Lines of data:
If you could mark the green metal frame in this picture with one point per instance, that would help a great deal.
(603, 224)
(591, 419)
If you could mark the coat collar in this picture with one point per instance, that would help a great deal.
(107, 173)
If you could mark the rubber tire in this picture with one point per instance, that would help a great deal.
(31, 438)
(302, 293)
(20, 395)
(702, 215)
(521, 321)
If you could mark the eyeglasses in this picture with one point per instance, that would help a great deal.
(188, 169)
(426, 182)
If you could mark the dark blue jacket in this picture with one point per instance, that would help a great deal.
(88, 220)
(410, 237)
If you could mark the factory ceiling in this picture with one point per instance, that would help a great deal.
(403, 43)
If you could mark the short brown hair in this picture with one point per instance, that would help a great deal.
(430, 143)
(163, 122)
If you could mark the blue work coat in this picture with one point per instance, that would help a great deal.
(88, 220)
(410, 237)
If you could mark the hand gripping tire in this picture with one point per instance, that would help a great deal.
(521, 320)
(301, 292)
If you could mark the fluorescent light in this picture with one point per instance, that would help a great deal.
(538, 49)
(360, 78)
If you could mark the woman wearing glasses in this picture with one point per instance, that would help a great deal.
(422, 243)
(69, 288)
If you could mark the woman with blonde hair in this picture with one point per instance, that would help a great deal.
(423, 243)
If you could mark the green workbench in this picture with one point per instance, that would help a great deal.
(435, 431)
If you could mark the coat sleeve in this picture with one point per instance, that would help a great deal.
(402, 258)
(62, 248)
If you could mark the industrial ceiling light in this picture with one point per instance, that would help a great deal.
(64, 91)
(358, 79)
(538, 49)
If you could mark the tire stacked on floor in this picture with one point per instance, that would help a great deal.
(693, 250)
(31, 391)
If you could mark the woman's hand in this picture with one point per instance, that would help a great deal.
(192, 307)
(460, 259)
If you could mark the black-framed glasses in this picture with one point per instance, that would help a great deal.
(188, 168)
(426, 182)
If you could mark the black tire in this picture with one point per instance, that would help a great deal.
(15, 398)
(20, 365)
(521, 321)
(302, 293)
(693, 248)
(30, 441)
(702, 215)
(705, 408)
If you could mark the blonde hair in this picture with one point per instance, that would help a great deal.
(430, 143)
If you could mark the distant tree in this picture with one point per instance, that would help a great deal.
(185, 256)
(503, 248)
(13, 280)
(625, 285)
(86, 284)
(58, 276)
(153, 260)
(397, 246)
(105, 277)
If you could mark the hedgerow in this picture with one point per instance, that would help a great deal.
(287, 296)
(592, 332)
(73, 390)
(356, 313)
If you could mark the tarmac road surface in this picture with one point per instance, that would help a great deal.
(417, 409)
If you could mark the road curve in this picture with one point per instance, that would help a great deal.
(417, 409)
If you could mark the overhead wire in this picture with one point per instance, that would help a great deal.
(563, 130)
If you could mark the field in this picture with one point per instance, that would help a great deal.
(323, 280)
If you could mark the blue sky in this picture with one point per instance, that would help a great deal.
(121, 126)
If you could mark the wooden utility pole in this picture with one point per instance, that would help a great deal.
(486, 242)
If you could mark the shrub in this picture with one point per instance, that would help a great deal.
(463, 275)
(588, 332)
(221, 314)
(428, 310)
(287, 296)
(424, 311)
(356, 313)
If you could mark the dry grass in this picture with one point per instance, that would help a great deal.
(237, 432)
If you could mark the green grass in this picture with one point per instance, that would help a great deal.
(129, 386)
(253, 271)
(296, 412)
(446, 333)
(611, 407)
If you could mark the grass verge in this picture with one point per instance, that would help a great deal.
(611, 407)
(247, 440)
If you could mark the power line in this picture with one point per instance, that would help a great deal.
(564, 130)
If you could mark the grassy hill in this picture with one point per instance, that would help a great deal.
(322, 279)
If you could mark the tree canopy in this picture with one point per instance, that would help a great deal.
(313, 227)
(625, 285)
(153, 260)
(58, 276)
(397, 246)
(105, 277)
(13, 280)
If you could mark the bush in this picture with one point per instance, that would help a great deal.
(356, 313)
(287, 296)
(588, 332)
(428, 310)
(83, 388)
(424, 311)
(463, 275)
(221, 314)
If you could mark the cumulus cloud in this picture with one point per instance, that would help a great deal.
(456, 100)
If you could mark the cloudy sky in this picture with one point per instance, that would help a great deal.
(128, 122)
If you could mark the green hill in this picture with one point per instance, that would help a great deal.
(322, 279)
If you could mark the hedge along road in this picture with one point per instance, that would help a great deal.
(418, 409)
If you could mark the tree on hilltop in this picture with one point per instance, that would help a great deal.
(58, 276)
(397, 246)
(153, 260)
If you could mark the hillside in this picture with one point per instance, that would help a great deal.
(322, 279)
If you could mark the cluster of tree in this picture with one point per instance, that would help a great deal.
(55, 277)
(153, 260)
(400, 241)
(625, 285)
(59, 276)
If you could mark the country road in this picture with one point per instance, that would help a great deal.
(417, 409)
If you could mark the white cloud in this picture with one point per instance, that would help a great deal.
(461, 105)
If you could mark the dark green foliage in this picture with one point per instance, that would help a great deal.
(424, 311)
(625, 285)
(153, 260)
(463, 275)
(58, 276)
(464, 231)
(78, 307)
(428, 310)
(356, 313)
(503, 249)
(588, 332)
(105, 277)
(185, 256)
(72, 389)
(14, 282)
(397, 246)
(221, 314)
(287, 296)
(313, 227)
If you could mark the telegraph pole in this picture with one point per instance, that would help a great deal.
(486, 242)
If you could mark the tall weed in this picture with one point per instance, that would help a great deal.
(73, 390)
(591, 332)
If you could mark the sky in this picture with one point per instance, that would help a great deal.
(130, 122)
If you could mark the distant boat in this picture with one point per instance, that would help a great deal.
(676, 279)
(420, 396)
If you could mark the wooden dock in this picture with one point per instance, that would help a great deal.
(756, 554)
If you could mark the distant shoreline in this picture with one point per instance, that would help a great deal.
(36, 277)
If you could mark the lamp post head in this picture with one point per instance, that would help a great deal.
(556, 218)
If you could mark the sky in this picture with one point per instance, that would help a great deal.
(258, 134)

- _Exercise details_
Exactly as they are written, print the entries again.

- _Written answer_
If you could mark the green metal frame in this picture with one point per instance, that would help a great deal.
(603, 224)
(591, 419)
If you could mark the coat collar in this picture with one point per instance, that would help a great deal.
(107, 173)
If you could mark the rubber tire in this picture with one point per instance, that would help a great deal.
(31, 438)
(302, 293)
(20, 395)
(702, 215)
(521, 321)
If you could mark the eyeglasses in this picture with one point per instance, that would help a great deal.
(188, 169)
(426, 182)
If you could mark the dark blue jacket in this picture with one point per instance, that would help a great deal.
(88, 220)
(410, 237)
If you could mark the factory ceiling in this picture with one point per instance, that would help a great deal.
(403, 43)
If you could mark the short brown hair in this picture with one point per instance, that would help a great deal.
(430, 143)
(163, 122)
If you could mark the blue work coat in this picture with one point per instance, that would help a great deal.
(88, 220)
(410, 237)
If you could mark the hand gripping tire in this picture with one point per instance, that would help a great deal.
(521, 320)
(301, 292)
If you could mark the fluorescent light in this picture with one point per instance, that would help a great deal.
(538, 49)
(360, 78)
If you could mark the woman wearing glasses in this picture with one point per instance, that would help a great deal.
(422, 243)
(69, 288)
If you could mark the woman with blonde hair in this picture with one point per instance, that would help a great deal.
(423, 243)
If you could mark the green workbench in this picture with one point per instance, that would help a great deal.
(435, 431)
If you could mark the coat sleeve in this picture with one point per instance, that would help a great deal.
(402, 258)
(62, 248)
If you could mark the industrial ceiling light in this picture with one point per instance, that would help a great deal.
(64, 91)
(358, 79)
(538, 49)
If you could mark the tire stacked on floor in this picture with one point per instance, that would help a great deal.
(693, 250)
(31, 391)
If you could mark the woman's hand in this picture with one point per instance, that would help a great deal.
(192, 307)
(460, 259)
If you could mark the black-framed glasses in this picture with one point per instance, that would help a great deal.
(188, 168)
(426, 182)
If you could mark the black tire in this picture with one point per instance, that would help a great deal.
(15, 398)
(20, 365)
(521, 321)
(302, 293)
(693, 248)
(30, 441)
(702, 215)
(705, 408)
If you could mark the blonde hair in this picture with one point per instance, that would help a great deal.
(430, 143)
If you could mark the distant tree in this picture with one point per instance, that would help a great deal.
(185, 256)
(503, 248)
(13, 280)
(625, 285)
(86, 284)
(58, 276)
(153, 260)
(397, 246)
(105, 277)
If you could mark the hedgerow in this picture with one point per instance, that would help a great deal.
(287, 296)
(592, 332)
(73, 390)
(356, 313)
If you could mark the tarmac road surface in this picture with one point per instance, that would help a great deal.
(417, 409)
If you could mark the road curve in this picture with one point per instance, that would help a great deal.
(417, 409)
If you could mark the overhead wire in this picture with one point per instance, that would help a great deal.
(563, 130)
If you could mark the field in this picture with one point per instance, that would help a great deal.
(323, 280)
If you could mark the blue sky in this picture with one point per instance, that would help a great deal.
(121, 126)
If you could mark the wooden utility pole in this picture with one point per instance, that would help a great deal.
(486, 242)
If you could mark the shrub in this picture with one point per instance, that would help a great deal.
(463, 275)
(588, 332)
(221, 314)
(428, 310)
(287, 296)
(424, 311)
(356, 313)
If you could mark the dry grass in this picture with one point per instance, that would help a great deal.
(237, 432)
If you could mark the green grass in this picture with one point per instance, that would help a great deal.
(129, 386)
(253, 271)
(296, 412)
(446, 333)
(611, 407)
If you could mark the grass verge in this picture with one point per instance, that would help a great deal.
(611, 407)
(247, 440)
If you could mark the power line in this picture with one point per instance, that would help a great deal.
(564, 130)
If you could mark the grassy hill in this picture with one point per instance, that would help a great deal.
(322, 279)
If you could mark the tree canopy in this picture with one point per instance, that would help a great deal.
(313, 227)
(625, 285)
(153, 260)
(58, 276)
(397, 246)
(105, 277)
(13, 280)
If you could mark the bush in this picture with one point per instance, that would help a great deal.
(356, 313)
(287, 296)
(588, 332)
(428, 310)
(83, 388)
(424, 311)
(463, 275)
(221, 314)
If you could mark the cumulus cloud in this picture with one point per instance, that would help a great deal.
(456, 100)
If you could mark the cloudy sky in this picture with one point per instance, that would help a great deal.
(128, 122)
If you could mark the green hill in this picture with one point per instance, that would help a great deal.
(322, 279)
If you could mark the hedge along road in this picture with one point per instance, that would help a great deal.
(418, 409)
If you could mark the tree on hilltop in this picture with one point per instance, that would help a great deal.
(58, 276)
(397, 246)
(153, 260)
If you could mark the hillside in this picture with one point per instance, that would help a great deal.
(322, 279)
If you could mark the cluster of tree in this picture with one point per instance, that would help a great deal.
(55, 277)
(153, 260)
(400, 241)
(625, 285)
(59, 276)
If you could mark the country road in this picture with one point per instance, that would help a great deal.
(417, 409)
If you could mark the white cloud in this picture with one point per instance, that would help a great deal.
(461, 105)
If you could mark the dark green foliage in this picture with one point per instance, that would help a great deal.
(424, 311)
(625, 285)
(153, 260)
(463, 275)
(58, 276)
(464, 231)
(78, 307)
(428, 310)
(356, 313)
(503, 249)
(588, 332)
(105, 277)
(185, 256)
(72, 389)
(14, 282)
(397, 246)
(221, 314)
(287, 296)
(313, 227)
If you could mark the telegraph pole in this picture with one point per instance, that would help a great deal.
(486, 242)
If you could mark the tall weed in this picture with one point per instance, that would help a great deal.
(73, 390)
(591, 332)
If you could mark the sky in this picture with one point per instance, that would help a great deal.
(130, 122)
If you could mark the distant boat in this picture with one point per instance, that would help a great deal.
(676, 279)
(420, 396)
If you could mark the wooden dock in this picture with one point per instance, that would help a great deal.
(756, 554)
If you could mark the distant shoreline in this picture with one point per instance, that would help a great deal.
(36, 277)
If you could mark the lamp post head in this picture with one point per instance, that would help a great deal.
(556, 218)
If you could mark the sky in this picture with one point per instance, that would help a great deal.
(258, 134)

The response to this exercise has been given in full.